(Provided passage)
What I'm still wondering a bit though is the fact that I've never seen
it behave like that for the past 3 years I've been using it. Only
recently, with upgrading my kernel to 2.6.30 and later on to 2.6.31
(self-compiled, sources taken from the openSUSE build service) it
started to behave like that. In the past I also used older kernels (of
course) like 2.6.27.x and 2.6.29 and never encountered this. So I'm a
bit uncertain as to whether it's actually something in the kernel that
makes it behave like that or that there's a HW problem that suddenly
occurred or got exposed...

2009-09-20 18:54:24

by Willy Tarreau

[permalink] [raw]
Subject: Re: sky2 rx length errors

On Sun, Sep 20, 2009 at 08:46:59PM +0200, Grozdan wrote:
(...)
> Thanks Willy :)
>
> What I'm still wondering a bit though is the fact that I've never seen
> it behave like that for the past 3 years I've been using it. Only
> recently, with upgrading my kernel to 2.6.30 and later on to 2.6.31
> (self-compiled, sources taken from the openSUSE build service) it
> started to behave like that. In the past I also used older kernels (of
> course) like 2.6.27.x and 2.6.29 and never encountered this. So I'm a
> bit uncertain as to whether it's actually something in the kernel that
> makes it behave like that or that there's a HW problem that suddenly
> occurred or got exposed...

Unless you changed the switch port it is connected to, I agree this
sounds strange. I have also wondered if those issues could be caused
by temperature rising on the chip. I don't know if any recent change
could cause such environmental differences to occur :-/

Regards,
Willy

2009-09-21 01:46:10

by Stephen Hemminger

[permalink] [raw]
Subject: Re: sky2 rx length errors

On Mon, 21 Sep 2009 07:11:21 +0900
Mike McCormack <[email protected]> wrote:

> 2009/9/21 Stephen Hemminger <[email protected]>
>
> > On Sat, 19 Sep 2009 23:35:36 -0700
> > Andrew Morton <[email protected]> wrote:
> >
> > > (added cc's from the MAINTAINERS file)

(Short problem A) In the sky2 rx length errors thread, which kernel versions was Grozdan upgrading to when the behavior first appeared?
(Short problem B) Write the next part of the sky2 rx length errors thread, starting after its final line.

(Picture annotation listing)
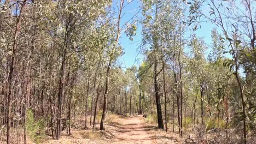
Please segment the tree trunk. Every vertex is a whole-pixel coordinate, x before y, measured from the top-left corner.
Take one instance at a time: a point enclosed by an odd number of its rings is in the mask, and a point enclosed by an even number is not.
[[[6,137],[7,137],[7,142],[8,144],[10,143],[10,101],[11,99],[11,89],[12,89],[12,81],[13,81],[13,71],[14,70],[14,65],[15,65],[15,55],[16,52],[17,51],[17,38],[19,35],[19,32],[20,30],[20,21],[21,19],[21,14],[22,13],[22,11],[26,5],[27,0],[24,0],[22,4],[21,4],[20,10],[20,14],[19,16],[16,19],[16,28],[15,31],[14,38],[13,40],[13,50],[12,50],[12,55],[11,55],[11,60],[10,65],[10,71],[9,72],[8,77],[8,89],[7,93],[7,133],[6,133]]]
[[[155,59],[154,67],[154,85],[155,87],[155,101],[156,103],[156,111],[158,113],[158,128],[163,129],[164,128],[162,116],[162,109],[161,108],[160,97],[159,93],[157,68],[158,61]]]

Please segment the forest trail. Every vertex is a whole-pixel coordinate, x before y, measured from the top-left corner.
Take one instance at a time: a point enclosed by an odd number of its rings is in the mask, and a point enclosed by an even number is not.
[[[116,136],[113,143],[154,143],[155,136],[146,129],[142,117],[138,115],[119,119],[121,134]]]

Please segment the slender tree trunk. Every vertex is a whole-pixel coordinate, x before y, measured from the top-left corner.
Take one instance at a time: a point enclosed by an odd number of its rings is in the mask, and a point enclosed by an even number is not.
[[[161,108],[160,97],[159,93],[158,80],[158,61],[155,59],[154,67],[154,85],[155,87],[155,101],[156,103],[156,111],[158,113],[158,128],[164,129],[164,122],[162,116],[162,109]]]
[[[90,73],[90,72],[89,72]],[[89,85],[90,85],[90,74],[88,74],[88,80],[87,81],[87,90],[86,90],[86,97],[85,99],[85,128],[87,128],[87,111],[88,109],[88,97],[89,97]]]
[[[20,14],[19,16],[17,17],[16,21],[16,28],[15,31],[14,38],[13,40],[13,45],[12,50],[12,55],[11,55],[11,60],[10,65],[10,71],[9,72],[8,77],[8,83],[9,85],[8,93],[7,93],[7,143],[9,144],[10,143],[10,101],[11,99],[11,89],[12,89],[12,81],[13,81],[13,71],[14,70],[14,65],[15,61],[15,55],[16,52],[17,51],[17,38],[19,35],[19,31],[20,30],[20,21],[21,19],[21,14],[22,14],[23,9],[26,5],[27,0],[24,0],[22,2],[21,8],[20,10]]]
[[[92,132],[94,131],[94,127],[95,125],[95,121],[96,121],[96,118],[97,117],[96,116],[97,105],[98,103],[98,97],[100,97],[100,86],[101,85],[101,75],[100,76],[100,79],[98,82],[98,87],[97,88],[97,97],[95,100],[95,106],[94,107],[94,123],[92,125]]]
[[[123,10],[123,8],[124,7],[124,0],[121,0],[121,3],[120,5],[120,8],[119,8],[119,13],[118,14],[118,24],[117,24],[117,37],[115,38],[115,44],[116,45],[118,44],[118,40],[120,38],[120,22],[121,20],[121,15]],[[108,82],[109,81],[109,74],[110,74],[110,68],[111,67],[111,63],[112,62],[112,59],[113,58],[114,56],[114,52],[115,51],[116,49],[116,46],[114,46],[114,47],[112,49],[112,51],[111,52],[110,56],[110,60],[108,63],[108,67],[107,69],[107,73],[106,73],[106,88],[105,88],[105,92],[104,94],[104,97],[103,97],[103,109],[102,109],[102,116],[101,116],[101,124],[100,124],[100,130],[105,130],[105,127],[104,127],[104,120],[105,120],[105,117],[106,117],[106,109],[107,109],[107,95],[108,95]]]
[[[166,91],[165,90],[165,63],[162,60],[162,79],[164,80],[164,94],[165,95],[165,131],[167,132],[167,99],[166,99]]]
[[[131,96],[130,96],[130,116],[131,117],[131,100],[132,100],[132,91],[131,91]]]
[[[239,89],[240,91],[240,97],[241,99],[242,100],[242,112],[243,112],[243,142],[245,144],[246,144],[246,115],[245,112],[245,107],[246,104],[245,103],[245,100],[243,98],[243,88],[242,87],[242,85],[240,82],[240,80],[239,80],[239,77],[238,75],[238,66],[237,63],[237,61],[236,61],[236,65],[235,65],[235,75],[236,76],[236,81],[239,86]]]

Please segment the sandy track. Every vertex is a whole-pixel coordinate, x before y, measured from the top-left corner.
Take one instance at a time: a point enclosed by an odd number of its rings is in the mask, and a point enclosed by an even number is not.
[[[146,129],[139,115],[119,119],[119,134],[114,139],[113,143],[154,143],[154,135]]]

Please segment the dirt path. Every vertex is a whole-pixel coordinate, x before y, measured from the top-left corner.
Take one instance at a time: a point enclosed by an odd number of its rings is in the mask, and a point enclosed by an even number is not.
[[[113,143],[154,143],[154,135],[141,120],[142,115],[120,119],[118,131]]]

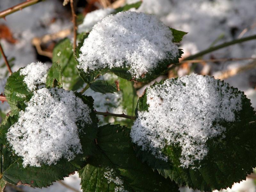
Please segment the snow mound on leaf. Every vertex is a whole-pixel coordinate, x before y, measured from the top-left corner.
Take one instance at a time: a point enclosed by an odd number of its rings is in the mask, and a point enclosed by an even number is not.
[[[78,127],[92,121],[91,109],[81,99],[72,91],[43,88],[26,104],[7,134],[24,167],[55,164],[62,157],[69,161],[82,153]]]
[[[126,0],[128,4],[135,3],[140,0]],[[161,16],[170,12],[172,9],[170,0],[143,0],[140,7],[136,11],[148,14]]]
[[[162,152],[167,145],[181,149],[181,166],[203,159],[206,142],[225,137],[220,123],[234,122],[242,108],[242,93],[209,76],[192,74],[166,80],[146,91],[148,111],[138,111],[132,127],[132,141],[167,161]]]
[[[30,91],[35,90],[36,85],[44,84],[49,67],[41,62],[32,63],[20,70],[20,74],[25,76],[24,82]]]
[[[151,72],[159,62],[177,57],[173,38],[155,16],[131,11],[111,15],[94,25],[85,39],[77,67],[86,72],[126,67],[139,78]]]
[[[89,33],[92,30],[94,25],[115,11],[113,9],[107,8],[96,10],[87,13],[83,23],[78,26],[78,32]]]

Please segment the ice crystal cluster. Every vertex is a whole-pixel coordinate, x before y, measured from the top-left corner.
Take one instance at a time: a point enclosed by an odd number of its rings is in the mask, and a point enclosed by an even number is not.
[[[78,32],[89,33],[92,30],[94,25],[115,11],[113,9],[107,8],[98,9],[87,13],[83,23],[78,26]]]
[[[24,166],[54,164],[62,157],[69,161],[82,153],[78,126],[92,121],[91,110],[81,99],[72,91],[43,88],[26,104],[7,134]]]
[[[32,63],[20,70],[20,74],[25,76],[24,82],[30,91],[35,90],[36,85],[44,84],[49,67],[41,62]]]
[[[86,72],[127,67],[138,78],[150,73],[159,62],[177,57],[173,38],[155,16],[131,11],[110,15],[94,25],[84,41],[77,67]]]
[[[225,137],[220,122],[232,122],[242,108],[242,94],[227,84],[195,74],[166,80],[146,91],[148,111],[138,111],[132,127],[132,141],[157,158],[171,144],[182,149],[181,166],[193,166],[208,151],[206,142]]]
[[[115,192],[128,192],[125,190],[124,187],[124,181],[118,177],[114,175],[114,171],[113,169],[110,169],[108,167],[106,169],[106,171],[104,172],[104,177],[108,180],[109,184],[112,182],[116,186],[115,188]]]

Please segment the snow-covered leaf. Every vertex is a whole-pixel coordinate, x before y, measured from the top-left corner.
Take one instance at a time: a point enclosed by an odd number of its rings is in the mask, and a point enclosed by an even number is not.
[[[119,87],[116,84],[111,83],[102,80],[97,80],[93,82],[90,84],[90,88],[95,92],[102,93],[113,93],[119,91]]]
[[[51,88],[62,87],[62,75],[60,65],[54,62],[47,72],[45,86]]]
[[[24,81],[24,76],[20,74],[20,70],[13,73],[8,78],[4,90],[11,110],[14,113],[19,111],[19,108],[24,108],[24,102],[29,100],[32,94]]]
[[[20,117],[20,114],[19,115],[18,113],[12,116],[7,117],[0,127],[1,158],[3,160],[1,161],[1,174],[5,181],[14,185],[24,184],[34,187],[45,187],[52,184],[53,181],[68,176],[85,165],[85,159],[92,153],[94,139],[96,137],[97,132],[98,119],[93,111],[93,101],[92,98],[78,93],[76,93],[75,95],[89,106],[91,111],[89,115],[92,121],[91,124],[85,124],[83,127],[77,124],[80,130],[79,138],[83,153],[76,155],[73,159],[70,161],[62,157],[55,164],[51,165],[44,164],[40,167],[27,165],[24,167],[23,158],[16,154],[7,138],[11,127],[17,122],[19,118]],[[47,137],[46,135],[45,139]],[[34,149],[31,149],[36,151],[38,150],[37,147]]]
[[[182,31],[179,31],[175,29],[169,28],[170,30],[172,31],[173,39],[172,42],[173,43],[180,43],[183,38],[183,36],[185,35],[188,34],[187,32],[184,32]]]
[[[179,191],[175,183],[137,159],[130,129],[110,124],[99,129],[95,153],[78,172],[83,191]]]
[[[83,83],[76,68],[76,61],[72,49],[69,39],[61,41],[53,49],[52,61],[61,66],[63,87],[68,90],[76,90],[82,87]]]
[[[131,134],[137,156],[180,185],[205,191],[231,187],[256,166],[251,105],[243,92],[209,77],[156,84],[137,104]]]
[[[179,62],[182,52],[173,40],[169,28],[154,16],[120,12],[98,22],[82,41],[76,52],[77,68],[87,83],[108,72],[128,80],[148,82]]]

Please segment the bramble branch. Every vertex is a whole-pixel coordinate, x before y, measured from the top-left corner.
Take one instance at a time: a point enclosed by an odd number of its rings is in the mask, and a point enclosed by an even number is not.
[[[241,43],[244,42],[245,41],[250,41],[250,40],[255,39],[256,39],[256,35],[254,35],[246,37],[244,38],[241,38],[241,39],[235,39],[235,40],[231,41],[229,41],[229,42],[224,43],[220,44],[219,45],[210,47],[209,49],[206,49],[204,51],[203,51],[199,52],[196,54],[195,54],[195,55],[191,55],[191,56],[189,56],[189,57],[188,57],[185,58],[184,60],[194,60],[194,59],[196,59],[196,58],[199,57],[203,56],[205,54],[209,53],[210,53],[215,51],[218,50],[218,49],[222,49],[222,48],[228,47],[234,44]]]
[[[27,0],[24,2],[0,12],[0,18],[4,18],[6,16],[12,13],[20,10],[21,10],[24,8],[43,1],[44,1],[44,0]]]
[[[9,72],[10,72],[10,74],[11,75],[12,72],[12,69],[11,68],[10,65],[9,65],[9,63],[8,62],[6,56],[5,56],[4,52],[4,50],[3,49],[3,47],[2,47],[2,46],[1,43],[0,43],[0,52],[1,52],[1,54],[2,54],[3,57],[4,57],[4,62],[5,62],[5,65],[6,65],[6,67],[7,67],[7,68],[8,68],[8,70],[9,71]]]
[[[129,119],[132,120],[135,120],[136,119],[136,117],[134,116],[131,116],[129,115],[125,115],[124,113],[123,114],[115,114],[114,113],[108,113],[108,111],[105,112],[99,112],[97,111],[96,110],[94,110],[94,112],[97,115],[103,115],[105,116],[112,116],[113,117],[122,117],[123,118],[126,118],[126,119]]]
[[[74,1],[74,0],[70,0],[70,5],[72,12],[72,22],[73,22],[74,28],[74,40],[73,48],[75,50],[76,47],[76,15],[75,11]]]

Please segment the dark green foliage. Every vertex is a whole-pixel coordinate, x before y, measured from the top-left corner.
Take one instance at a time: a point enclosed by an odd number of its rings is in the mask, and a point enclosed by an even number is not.
[[[60,68],[60,65],[57,63],[52,64],[47,72],[45,82],[46,87],[62,87],[62,75]]]
[[[185,35],[188,34],[188,33],[187,32],[176,30],[175,29],[170,27],[169,28],[172,31],[172,36],[173,36],[173,39],[172,39],[172,42],[173,43],[180,43],[182,41],[183,36]]]
[[[106,81],[97,80],[90,84],[90,88],[96,92],[102,93],[117,92],[119,87],[115,83],[110,83]]]
[[[129,192],[178,192],[174,183],[137,159],[129,135],[129,129],[118,125],[99,128],[94,154],[79,171],[83,191],[114,192],[115,188],[122,187]],[[105,177],[108,171],[111,172],[112,179],[118,177],[123,184],[108,180]]]
[[[53,49],[52,61],[60,66],[64,87],[76,90],[82,87],[83,83],[76,68],[76,61],[72,49],[70,40],[68,38],[62,40]]]
[[[242,109],[236,114],[236,120],[220,123],[226,129],[225,138],[209,139],[207,155],[194,166],[187,168],[180,166],[181,149],[177,146],[167,146],[164,149],[168,158],[167,162],[135,146],[137,156],[165,177],[180,185],[205,191],[231,187],[234,182],[245,180],[256,166],[256,116],[250,100],[244,95],[242,99]],[[147,111],[148,107],[145,94],[139,99],[136,114],[138,111]]]
[[[15,154],[6,137],[8,130],[19,118],[18,111],[16,113],[12,112],[12,116],[7,117],[0,127],[0,158],[2,160],[0,161],[0,171],[5,181],[14,185],[22,184],[41,188],[51,185],[53,181],[62,179],[85,165],[84,160],[93,153],[94,140],[98,130],[98,119],[93,112],[93,100],[92,97],[82,95],[78,93],[75,94],[88,105],[92,111],[90,115],[92,124],[85,125],[84,127],[78,125],[78,129],[82,130],[79,132],[79,137],[83,153],[77,155],[73,160],[69,161],[62,158],[56,164],[23,167],[22,158]],[[19,106],[17,107],[19,110],[22,109]]]

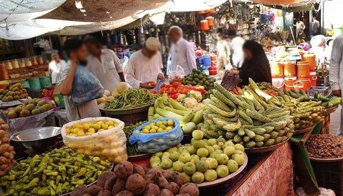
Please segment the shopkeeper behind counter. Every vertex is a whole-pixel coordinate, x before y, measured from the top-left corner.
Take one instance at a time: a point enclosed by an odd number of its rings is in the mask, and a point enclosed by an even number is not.
[[[142,49],[129,59],[126,79],[132,87],[152,89],[152,82],[164,80],[161,69],[163,68],[162,58],[158,49],[161,43],[154,37],[148,38]]]
[[[249,78],[256,82],[271,83],[271,74],[269,61],[262,46],[253,40],[247,40],[243,45],[245,57],[242,68],[239,70],[230,70],[225,74],[239,75],[242,86],[249,84]]]
[[[90,55],[86,68],[97,77],[105,89],[112,92],[121,82],[125,82],[118,57],[109,49],[101,49],[100,43],[88,35],[83,40]]]

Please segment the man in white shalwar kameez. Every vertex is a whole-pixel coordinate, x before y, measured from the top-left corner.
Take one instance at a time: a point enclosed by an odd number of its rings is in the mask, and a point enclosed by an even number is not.
[[[160,45],[157,39],[149,37],[142,49],[130,56],[126,81],[132,87],[150,89],[154,87],[152,82],[164,79],[162,55],[158,51]]]

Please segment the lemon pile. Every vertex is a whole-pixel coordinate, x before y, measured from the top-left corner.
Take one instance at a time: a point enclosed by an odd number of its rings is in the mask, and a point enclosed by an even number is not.
[[[112,121],[104,122],[98,121],[95,123],[85,123],[82,124],[76,123],[71,127],[67,128],[67,135],[74,136],[84,136],[105,130],[111,129],[118,125],[118,123]]]
[[[174,122],[170,119],[167,121],[159,121],[155,122],[151,122],[145,126],[141,130],[137,130],[136,131],[141,133],[163,133],[169,131],[174,128]]]

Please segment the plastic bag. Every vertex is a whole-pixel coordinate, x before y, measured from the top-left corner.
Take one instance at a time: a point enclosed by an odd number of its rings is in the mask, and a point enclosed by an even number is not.
[[[235,75],[230,75],[227,74],[224,75],[220,85],[225,89],[230,91],[237,86],[238,78]]]
[[[168,121],[172,119],[174,122],[174,128],[168,132],[157,133],[141,133],[136,130],[142,130],[145,126],[151,122],[157,121]],[[154,153],[163,151],[179,144],[183,139],[183,132],[180,127],[179,122],[171,118],[157,119],[145,123],[133,131],[129,140],[130,144],[137,142],[138,151],[145,153]]]
[[[183,83],[185,79],[185,71],[183,68],[180,66],[177,65],[176,70],[170,72],[168,79],[171,84],[173,82]]]
[[[73,102],[76,105],[86,103],[102,97],[103,92],[99,80],[82,66],[77,66],[73,82]]]
[[[67,135],[67,128],[76,123],[94,123],[98,121],[112,121],[118,123],[113,128],[90,135],[76,137]],[[64,144],[69,147],[87,156],[96,156],[111,162],[120,163],[127,160],[126,137],[122,128],[124,122],[108,117],[86,118],[73,121],[63,125],[61,133]]]

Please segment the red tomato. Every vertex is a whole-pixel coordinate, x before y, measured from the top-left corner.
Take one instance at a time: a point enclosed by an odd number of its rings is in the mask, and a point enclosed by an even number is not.
[[[174,82],[172,83],[172,85],[173,87],[175,87],[175,88],[179,86],[179,85],[180,85],[180,83],[177,82]]]

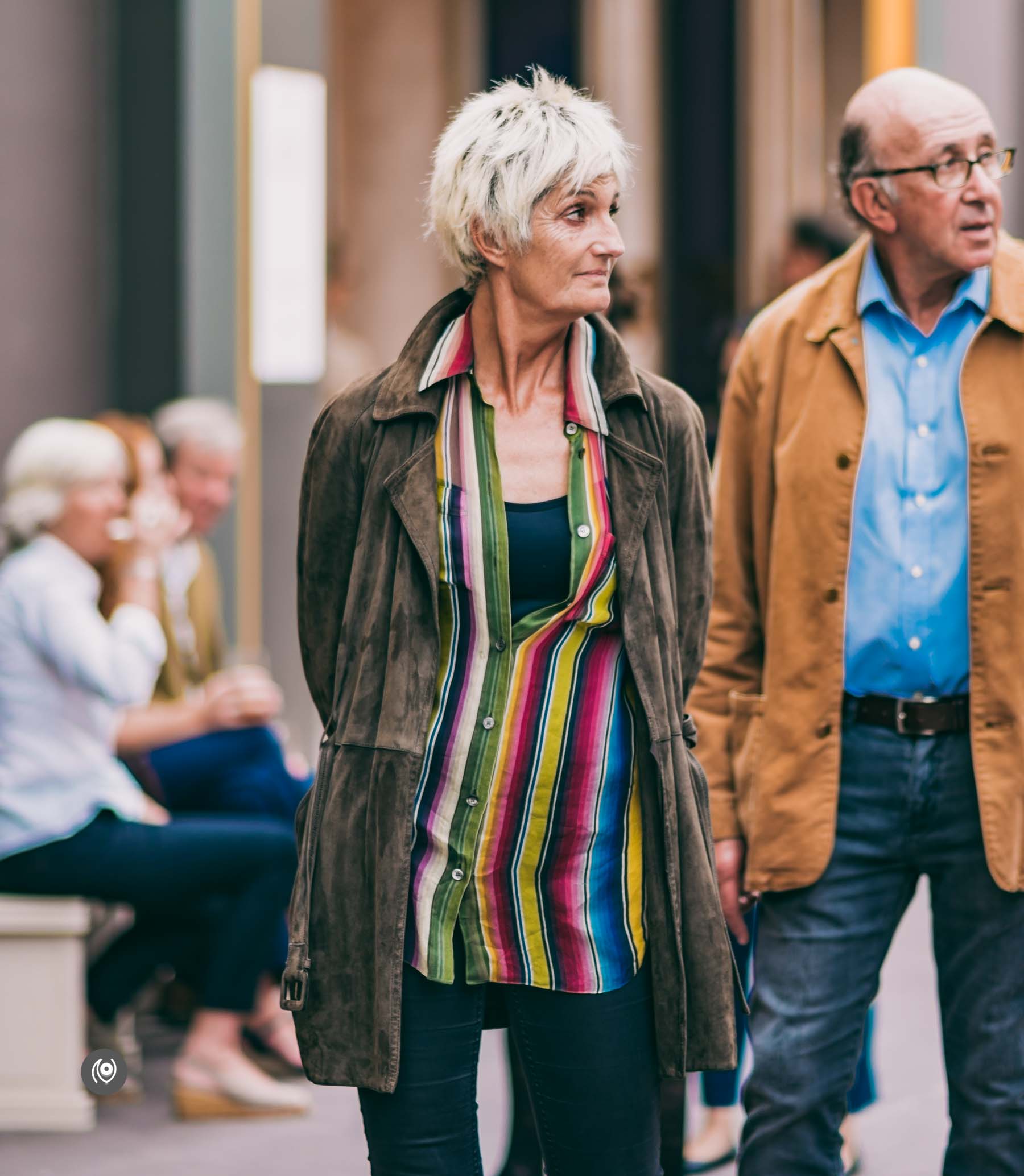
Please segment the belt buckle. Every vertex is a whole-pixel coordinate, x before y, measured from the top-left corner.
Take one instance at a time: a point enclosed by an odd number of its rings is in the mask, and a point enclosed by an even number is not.
[[[922,694],[913,699],[897,699],[896,700],[896,731],[898,735],[906,735],[906,704],[909,702],[939,702],[939,697],[935,694]],[[919,730],[913,731],[915,735],[938,735],[938,730]]]

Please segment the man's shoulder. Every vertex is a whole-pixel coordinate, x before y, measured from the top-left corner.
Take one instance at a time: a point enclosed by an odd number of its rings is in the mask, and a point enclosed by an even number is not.
[[[852,322],[866,248],[866,238],[859,238],[842,256],[769,302],[746,328],[747,342],[764,347],[780,336],[816,335]]]

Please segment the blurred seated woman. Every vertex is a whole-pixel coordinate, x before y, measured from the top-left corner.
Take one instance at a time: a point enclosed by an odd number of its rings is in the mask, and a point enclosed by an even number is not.
[[[129,499],[167,493],[168,488],[173,493],[162,447],[145,417],[108,412],[97,420],[124,442]],[[118,754],[146,757],[160,800],[172,813],[261,813],[287,821],[291,828],[312,779],[304,761],[290,769],[272,727],[281,710],[280,689],[260,666],[237,666],[204,677],[200,663],[213,655],[195,656],[193,666],[188,649],[219,649],[219,632],[193,633],[185,640],[175,627],[167,584],[175,574],[175,561],[187,557],[187,540],[172,544],[160,561],[158,616],[168,659],[180,660],[181,666],[171,673],[165,661],[157,697],[124,713]],[[114,560],[104,575],[100,609],[106,616],[113,604],[117,568]],[[198,609],[198,614],[186,617],[186,623],[219,628],[218,607]],[[281,965],[287,951],[287,935],[282,935]],[[291,1017],[287,1021],[291,1023]],[[298,1063],[298,1055],[293,1061]]]
[[[5,467],[0,563],[0,891],[131,903],[134,926],[91,965],[113,1022],[184,937],[207,931],[201,1008],[173,1067],[181,1117],[299,1114],[307,1091],[241,1050],[266,1016],[266,976],[295,870],[291,829],[253,816],[174,817],[114,759],[118,713],[145,702],[166,654],[159,557],[178,512],[142,499],[125,520],[126,460],[108,429],[46,420]],[[132,532],[113,612],[99,569]]]

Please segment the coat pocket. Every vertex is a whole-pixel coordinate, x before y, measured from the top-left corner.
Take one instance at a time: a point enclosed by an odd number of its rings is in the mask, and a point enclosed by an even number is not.
[[[729,693],[729,762],[736,786],[739,823],[747,840],[757,800],[764,707],[763,694]]]

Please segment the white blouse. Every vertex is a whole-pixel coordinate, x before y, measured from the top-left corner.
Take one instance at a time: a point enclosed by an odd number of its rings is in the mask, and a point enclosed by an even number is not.
[[[146,703],[167,643],[138,604],[109,621],[100,577],[52,535],[0,563],[0,857],[69,837],[145,795],[114,756],[118,713]]]

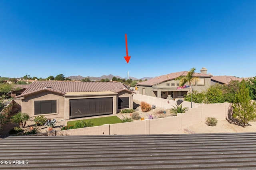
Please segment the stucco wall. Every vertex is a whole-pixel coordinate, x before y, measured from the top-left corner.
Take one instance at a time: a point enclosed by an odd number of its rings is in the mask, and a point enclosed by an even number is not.
[[[204,85],[196,85],[193,86],[193,89],[194,90],[196,90],[199,92],[201,92],[207,90],[211,85],[211,78],[210,77],[204,77],[200,78],[204,78]],[[150,96],[153,97],[157,97],[157,92],[156,94],[154,93],[153,91],[158,91],[159,96],[160,96],[161,91],[162,92],[175,92],[175,95],[174,96],[174,98],[178,98],[178,92],[177,90],[177,84],[180,82],[179,80],[171,80],[168,81],[164,82],[161,82],[159,83],[156,83],[152,86],[148,87],[147,86],[144,86],[143,85],[138,85],[138,93],[142,94],[143,88],[145,89],[145,95]],[[174,83],[175,86],[172,86],[172,83]],[[167,84],[169,84],[170,86],[167,86]],[[187,84],[188,85],[188,84]],[[186,89],[181,90],[179,91],[189,91],[189,89],[186,88]],[[172,95],[172,93],[171,92]],[[162,94],[162,97],[163,98],[167,98],[167,94]]]
[[[117,95],[117,98],[118,97],[129,97],[129,109],[132,109],[133,107],[133,98],[132,97],[132,95],[131,94],[127,93],[125,92],[123,92],[119,93]],[[121,109],[118,109],[118,107],[117,106],[118,106],[118,100],[116,100],[116,108],[117,109],[117,112],[119,112],[121,111]]]
[[[21,111],[26,113],[32,118],[40,115],[34,114],[34,101],[39,100],[56,100],[57,101],[57,113],[44,114],[48,119],[64,117],[64,97],[57,94],[54,94],[48,91],[43,91],[34,94],[33,95],[26,96],[22,99]]]
[[[175,106],[175,104],[177,104],[177,101],[176,100],[169,100],[140,94],[134,95],[133,100],[137,100],[140,102],[142,101],[146,102],[151,105],[154,104],[156,105],[157,107],[160,107],[165,109],[170,109],[172,107],[172,106]],[[184,101],[182,104],[183,107],[186,107],[191,108],[191,103],[190,102]],[[192,103],[192,107],[194,108],[201,104],[193,102]]]
[[[104,125],[78,129],[71,129],[38,135],[113,135],[171,134],[199,122],[204,122],[209,116],[218,121],[226,120],[228,117],[230,104],[205,104],[192,108],[177,116],[146,119],[132,122]],[[104,133],[103,133],[104,132]]]

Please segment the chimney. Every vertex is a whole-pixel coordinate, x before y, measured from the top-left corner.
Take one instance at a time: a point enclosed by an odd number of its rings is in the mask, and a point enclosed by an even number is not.
[[[202,67],[200,71],[201,71],[201,74],[207,74],[207,69],[205,67]]]

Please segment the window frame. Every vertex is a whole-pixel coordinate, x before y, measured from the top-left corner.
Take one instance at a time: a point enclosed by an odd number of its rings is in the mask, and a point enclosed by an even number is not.
[[[56,112],[55,113],[42,113],[41,112],[40,113],[36,113],[36,102],[46,102],[46,101],[56,101]],[[41,107],[41,102],[40,103],[40,106]],[[51,103],[51,104],[52,105],[52,103]],[[52,108],[51,110],[52,110]],[[39,115],[56,115],[56,114],[58,114],[58,99],[56,99],[56,100],[34,100],[33,101],[33,115],[34,116],[39,116]]]

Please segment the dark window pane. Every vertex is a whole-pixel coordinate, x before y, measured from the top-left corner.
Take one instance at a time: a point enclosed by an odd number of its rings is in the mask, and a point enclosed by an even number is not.
[[[57,113],[56,100],[35,101],[35,114]]]
[[[113,98],[72,99],[71,118],[113,113]]]

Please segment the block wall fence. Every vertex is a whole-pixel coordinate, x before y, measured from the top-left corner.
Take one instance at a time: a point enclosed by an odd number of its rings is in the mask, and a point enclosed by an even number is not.
[[[150,104],[154,104],[162,108],[170,108],[174,101],[166,100],[141,94],[134,96],[134,100],[144,101]],[[150,97],[150,98],[148,98]],[[152,99],[151,98],[153,98]],[[158,99],[156,100],[155,98]],[[190,102],[184,102],[184,107],[188,107]],[[214,117],[218,121],[226,120],[230,111],[230,104],[224,103],[213,104],[194,104],[193,108],[184,113],[178,113],[177,116],[162,118],[146,119],[143,121],[106,124],[102,126],[76,129],[36,134],[37,135],[140,135],[172,133],[177,130],[199,122],[204,122],[208,117]]]

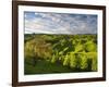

(Output A) 2.6.30 and later 2.6.31

(Output B)
> > >
> > > On Fri, 18 Sep 2009 15:41:45 +0200 Grozdan <[email protected]> wrote:
> >
>
> <snip>
>
> > > martian destination 0.0.0.0 from 172.23.204.1, dev eth0
> > > > sky2 eth0: rx length error: status 0x4420100 length 598
> > > > sky2 eth0: rx length error: status 0x5ea0100 length 598
> >
> > This error status occurs if the length reported by the PHY does not
> > match the len reported by the DMA engine. The error status is:
> > 0x4420100 = length 1090 + broadcast packet...
> >
> > No idea what is on your network, but perhaps there is some MTU confusion?
> > Since martian destination seems related, knowing more about that packet
> > might help.
> >
> >
> This appears to be the same problem reported at:
>
> https://bugs.launchpad.net/ubuntu/+source/linux/+bug/292445
>
> Mike

This really looks like multiple packets are getting smashed
together into one DMA, i.e a hardware timing related issue.
it might be possible to work around the problem
by separating them.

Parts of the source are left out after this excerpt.